◆ **Problem to work on**: Update each of the items below by replacing "Could you point to" with "Please locate" and leaving every other word unchanged. Leave the pictures out of your output.

◆ **Data section**:
>>>>>

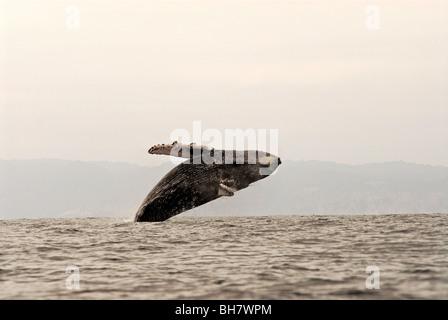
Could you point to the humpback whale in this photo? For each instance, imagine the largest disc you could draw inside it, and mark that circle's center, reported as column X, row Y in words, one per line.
column 208, row 174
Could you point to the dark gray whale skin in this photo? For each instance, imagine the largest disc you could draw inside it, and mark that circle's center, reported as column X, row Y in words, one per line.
column 194, row 183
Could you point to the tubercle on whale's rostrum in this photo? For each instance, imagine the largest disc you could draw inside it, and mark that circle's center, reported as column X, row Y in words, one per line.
column 177, row 149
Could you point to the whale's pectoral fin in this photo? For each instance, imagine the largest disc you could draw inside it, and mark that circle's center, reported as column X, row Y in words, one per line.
column 177, row 149
column 225, row 190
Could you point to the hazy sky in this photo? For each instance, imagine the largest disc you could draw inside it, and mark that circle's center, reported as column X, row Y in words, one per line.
column 135, row 71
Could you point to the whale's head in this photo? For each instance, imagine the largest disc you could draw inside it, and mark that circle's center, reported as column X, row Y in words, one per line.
column 267, row 164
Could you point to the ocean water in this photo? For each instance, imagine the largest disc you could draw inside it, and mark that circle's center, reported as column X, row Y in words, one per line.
column 269, row 257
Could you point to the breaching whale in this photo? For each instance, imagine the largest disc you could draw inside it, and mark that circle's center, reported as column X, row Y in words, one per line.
column 207, row 175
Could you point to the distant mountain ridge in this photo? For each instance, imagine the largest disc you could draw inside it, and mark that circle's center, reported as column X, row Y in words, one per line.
column 61, row 188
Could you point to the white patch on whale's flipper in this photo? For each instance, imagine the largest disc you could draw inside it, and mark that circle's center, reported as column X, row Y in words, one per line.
column 225, row 190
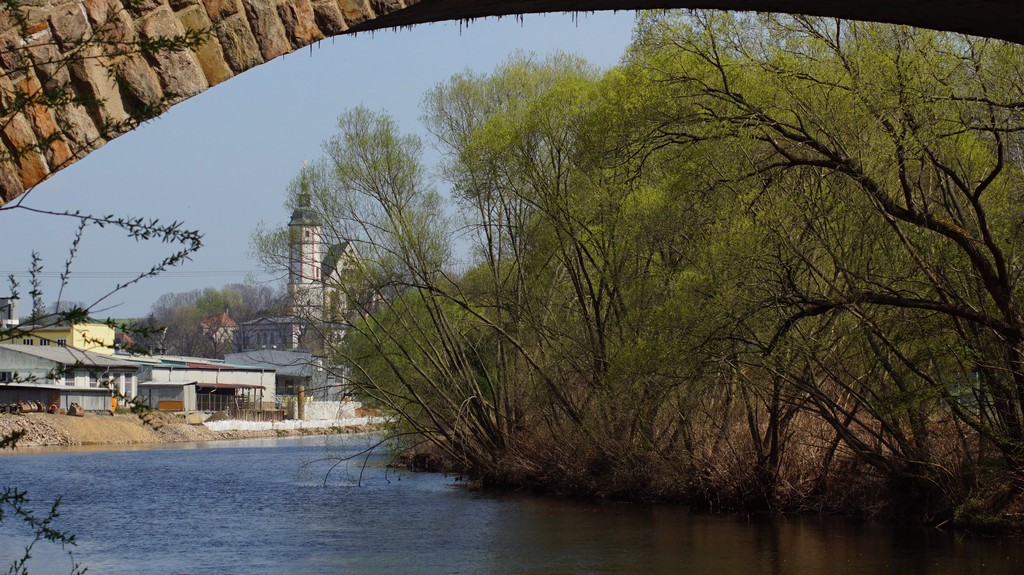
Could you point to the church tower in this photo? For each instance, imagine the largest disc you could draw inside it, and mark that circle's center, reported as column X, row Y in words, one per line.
column 304, row 283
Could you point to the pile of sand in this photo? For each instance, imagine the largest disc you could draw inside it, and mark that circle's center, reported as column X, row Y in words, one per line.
column 46, row 429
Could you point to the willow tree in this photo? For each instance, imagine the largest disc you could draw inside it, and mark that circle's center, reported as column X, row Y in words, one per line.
column 886, row 160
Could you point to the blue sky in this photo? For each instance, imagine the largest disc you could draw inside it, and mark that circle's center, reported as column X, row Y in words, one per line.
column 220, row 162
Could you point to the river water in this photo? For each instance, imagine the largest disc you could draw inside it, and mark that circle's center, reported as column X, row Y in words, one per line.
column 270, row 506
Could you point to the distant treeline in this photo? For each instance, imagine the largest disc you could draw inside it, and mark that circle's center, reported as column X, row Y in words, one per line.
column 767, row 263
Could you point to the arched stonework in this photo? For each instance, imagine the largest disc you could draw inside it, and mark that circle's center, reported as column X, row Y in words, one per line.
column 46, row 49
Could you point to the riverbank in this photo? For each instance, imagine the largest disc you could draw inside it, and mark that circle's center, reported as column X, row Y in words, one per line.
column 53, row 430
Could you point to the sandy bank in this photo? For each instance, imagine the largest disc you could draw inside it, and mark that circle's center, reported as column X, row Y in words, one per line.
column 45, row 429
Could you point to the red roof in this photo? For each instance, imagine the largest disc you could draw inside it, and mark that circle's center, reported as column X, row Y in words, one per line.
column 217, row 321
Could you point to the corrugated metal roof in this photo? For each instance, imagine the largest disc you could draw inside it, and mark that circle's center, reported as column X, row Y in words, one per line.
column 165, row 384
column 71, row 356
column 227, row 387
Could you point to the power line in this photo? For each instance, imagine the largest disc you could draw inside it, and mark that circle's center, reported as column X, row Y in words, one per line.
column 131, row 274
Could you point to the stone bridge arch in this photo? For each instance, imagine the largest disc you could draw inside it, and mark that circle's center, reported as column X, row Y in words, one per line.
column 248, row 33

<<<<<

◆ **Exercise response**:
Please locate the humpback whale in this photo? For each instance, imagine the largest disc you could draw inside it, and mark that circle's center, reported as column X, row Y in words, one per line.
column 208, row 174
Please locate the dark gray whale skin in this photo? For each instance, imagine the largest disc you could draw inside it, and mark that circle's center, reported as column X, row Y in words, one per line.
column 194, row 183
Please locate the tubercle on whale's rostrum in this photo? For each instance, imagine the largest disc you could draw inside it, and mark that circle's center, reported as column X, row Y in words, one per line.
column 177, row 149
Please locate the whale's pectoral fin in this photo? For each instance, imagine the largest disc you could draw inside it, and mark that circle's center, reported as column X, row Y in words, one per line.
column 177, row 149
column 225, row 190
Please locate the hazy sky in this photo? For each instance, imagine the largest disc you could draw inside it, and mark that circle's center, reported as column X, row Y in words, one per line.
column 135, row 71
Please locate the whale's head in this photo? For each instance, imagine the largest disc you could draw inside it, and mark that circle's center, reported as column X, row Y in words, one per line.
column 267, row 164
Please locate the ocean water in this photo? For each instance, imagine the largest disc you could draw inside it, and mark that circle's center, reported as column X, row Y in words, one per line.
column 269, row 257
Please locate the breaching whale in this photo? For each instance, imagine the largest disc you could draw inside it, and mark that circle's center, reported as column X, row Y in words, one per line.
column 207, row 175
Please locate the distant mountain ridge in this photo? For each instance, imagine the largest disc you could draw inside it, and mark that circle's center, reported as column X, row Y in words, one per line.
column 61, row 188
Please locate the white patch on whale's flipper in this photo? For each instance, imagine the largest disc you could draw inside it, and mark that circle's center, reported as column X, row Y in words, one per line.
column 225, row 190
Please locate the church tower in this photo? For each instance, imagine the largest disc you could draw inside it, and mark that circle's center, reported as column X, row Y in words, one per line.
column 304, row 283
Please locate the pile of sand in this photo? For each instance, imagine the largest disc you could draw inside it, and mark that circle's center, reported as column X, row Y in words, one per line.
column 46, row 429
Please locate the willow tree in this photo? For each instance, imagine the largest disc you could draw inside it, and mark that circle's center, reported as column X, row Y in words, one per line.
column 886, row 160
Please locate the blue sky in this photo? For each instance, imagine the largest disc you could draw inside it, and mark that circle's center, reported as column X, row Y in words, one per line.
column 220, row 162
Please locate the river water in this photo? For each instance, imagine the largest disc you could draw inside it, and mark that circle's center, reported as column X, row Y in words, one per line.
column 270, row 506
Please locate the distant treeline in this photo? For each instance, imagine the largest disc you could draw inside it, and mark that circle's center, reported as column X, row Y in words, one per line.
column 767, row 263
Please locate the arched stonework in this photo? For each instance, imagine the largest disc you could draw inside it, and mark that circle's center, reported as column X, row Y in words, one per line.
column 46, row 49
Please locate the riverbank in this photo? For each instance, imagine the largest disc you could draw inside it, and mark that circle's center, reported as column X, row Y in words, one per line.
column 53, row 430
Please locate the sandy bank in this photo? For each instance, imagine the largest disc you could draw inside it, and mark that circle's center, reported as column X, row Y in words, one per line.
column 45, row 429
Please locate the red roof in this photo? For each instance, imagine the largest disc you could draw inside it, and mark that circle's center, reported as column X, row Y in words, one per line.
column 217, row 321
Please locate the corrugated metal roof in this photo? For each instance, imagine the largest disc you could draw inside it, and mark that circle's center, reported as column X, row Y in words, one per line.
column 165, row 384
column 71, row 356
column 227, row 387
Please locate the power line in this photo? For each instance, imagine the largest disc you could draw inside it, and mark that circle's center, reported as column X, row Y in words, one per line.
column 131, row 274
Please locate the stone bridge arch in this photo? For each instance, imagine the largest disc you could draw inside it, and mark that circle's center, reported as column X, row Y in words, one per line.
column 248, row 33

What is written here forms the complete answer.